SUPPLIED PASSAGE
Chimpanzee Habituation

For dedicated chimp enthusiasts or aspiring researchers seeking field experience, join a chimpanzee habituation experience, which involves staying with the chimps all day with habituators and taking notes on their behavior.

A one-day chimpanzee habituation experience for foreign non-residents and residents costs USD 250 per person, and East African Nationals cost UGX 250,000 per person. The cost includes guide fees and park entrance but not accommodation.

Night Nature Walks

Another novelty is a guided night walk with spotlights, which runs from 19.30 to 22.00 daily, costs US$40 per person, and offers a good chance of sighting nocturnal primates such as the bushbaby and potto.

Unguided Walks in Kibale

Tourists are forbidden to walk along forest paths or in Magombe Swamp without a guide, but they can walk unguided elsewhere. Kanyanchu itself is worth a couple of hours’ exploration. A colony of Viellot’s black weaver nests in the camp, while flowering trees attract various forest sunbirds.

You can also expect to see or hear several robin and greenbul types, often difficult to tell apart unless you get a good look at them (little greenbul and red-capped robin appear to be most common around the camp). The camp’s specialty is the localized red-chested paradise flycatcher, a stunning bird that’s very easy to find once you know its call.

(Annotated coordinate records)
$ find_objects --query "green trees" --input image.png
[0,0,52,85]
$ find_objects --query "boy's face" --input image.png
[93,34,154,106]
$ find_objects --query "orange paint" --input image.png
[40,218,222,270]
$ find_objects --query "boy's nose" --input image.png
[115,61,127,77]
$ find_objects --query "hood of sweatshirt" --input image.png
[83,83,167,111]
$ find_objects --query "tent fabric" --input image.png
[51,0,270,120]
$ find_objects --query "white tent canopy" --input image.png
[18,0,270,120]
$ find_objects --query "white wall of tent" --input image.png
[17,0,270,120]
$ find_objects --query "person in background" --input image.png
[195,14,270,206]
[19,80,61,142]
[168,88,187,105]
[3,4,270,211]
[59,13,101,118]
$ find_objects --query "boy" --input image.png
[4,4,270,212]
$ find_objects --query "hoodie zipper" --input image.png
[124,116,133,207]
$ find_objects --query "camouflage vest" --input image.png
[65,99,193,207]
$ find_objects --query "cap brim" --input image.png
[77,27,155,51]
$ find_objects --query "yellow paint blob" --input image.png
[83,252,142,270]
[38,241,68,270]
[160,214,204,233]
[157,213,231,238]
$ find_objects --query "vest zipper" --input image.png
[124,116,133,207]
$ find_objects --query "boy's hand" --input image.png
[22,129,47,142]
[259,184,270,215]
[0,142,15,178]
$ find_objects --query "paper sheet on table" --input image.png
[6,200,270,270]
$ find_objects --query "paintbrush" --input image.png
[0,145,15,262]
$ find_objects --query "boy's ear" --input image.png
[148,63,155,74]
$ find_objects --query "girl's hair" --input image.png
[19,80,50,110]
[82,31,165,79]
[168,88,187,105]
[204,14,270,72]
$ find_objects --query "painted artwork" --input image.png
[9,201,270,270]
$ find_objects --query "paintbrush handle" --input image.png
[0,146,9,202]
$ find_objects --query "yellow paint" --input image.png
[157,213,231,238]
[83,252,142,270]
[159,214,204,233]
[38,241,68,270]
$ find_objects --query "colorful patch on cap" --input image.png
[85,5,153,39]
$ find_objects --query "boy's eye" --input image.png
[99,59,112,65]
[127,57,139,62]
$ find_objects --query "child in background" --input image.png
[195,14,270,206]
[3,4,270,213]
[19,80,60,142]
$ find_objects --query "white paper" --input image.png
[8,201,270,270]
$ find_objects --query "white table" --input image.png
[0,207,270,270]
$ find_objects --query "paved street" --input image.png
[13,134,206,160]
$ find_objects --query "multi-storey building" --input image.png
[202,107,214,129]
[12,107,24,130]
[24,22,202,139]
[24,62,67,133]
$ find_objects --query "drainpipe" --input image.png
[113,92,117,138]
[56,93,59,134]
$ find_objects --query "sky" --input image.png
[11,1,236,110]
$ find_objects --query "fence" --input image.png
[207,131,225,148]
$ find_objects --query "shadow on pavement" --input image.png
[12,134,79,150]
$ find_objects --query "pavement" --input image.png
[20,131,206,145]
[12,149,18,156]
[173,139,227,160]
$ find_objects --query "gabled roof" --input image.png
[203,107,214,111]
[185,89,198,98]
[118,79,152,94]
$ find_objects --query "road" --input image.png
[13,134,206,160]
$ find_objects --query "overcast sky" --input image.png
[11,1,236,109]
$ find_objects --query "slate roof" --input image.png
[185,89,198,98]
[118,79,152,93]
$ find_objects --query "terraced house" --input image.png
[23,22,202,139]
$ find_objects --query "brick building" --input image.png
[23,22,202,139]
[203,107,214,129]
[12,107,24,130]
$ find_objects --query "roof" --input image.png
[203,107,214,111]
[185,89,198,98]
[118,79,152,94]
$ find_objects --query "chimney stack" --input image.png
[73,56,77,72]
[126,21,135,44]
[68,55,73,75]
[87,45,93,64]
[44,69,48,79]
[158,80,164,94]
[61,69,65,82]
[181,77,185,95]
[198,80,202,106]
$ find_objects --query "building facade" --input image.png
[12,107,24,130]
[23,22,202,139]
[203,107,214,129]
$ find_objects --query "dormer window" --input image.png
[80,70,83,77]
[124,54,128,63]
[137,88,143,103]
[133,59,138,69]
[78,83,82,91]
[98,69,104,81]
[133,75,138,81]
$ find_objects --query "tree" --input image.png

TASK REQUIREMENTS
Retype the passage about chimpanzee habituation and walks in Kibale between "Night Nature Walks" and "know its call.", inclusive.

REPLY
Night Nature Walks

Another novelty is a guided night walk with spotlights, which runs from 19.30 to 22.00 daily, costs US$40 per person, and offers a good chance of sighting nocturnal primates such as the bushbaby and potto.

Unguided Walks in Kibale

Tourists are forbidden to walk along forest paths or in Magombe Swamp without a guide, but they can walk unguided elsewhere. Kanyanchu itself is worth a couple of hours’ exploration. A colony of Viellot’s black weaver nests in the camp, while flowering trees attract various forest sunbirds.

You can also expect to see or hear several robin and greenbul types, often difficult to tell apart unless you get a good look at them (little greenbul and red-capped robin appear to be most common around the camp). The camp’s specialty is the localized red-chested paradise flycatcher, a stunning bird that’s very easy to find once you know its call.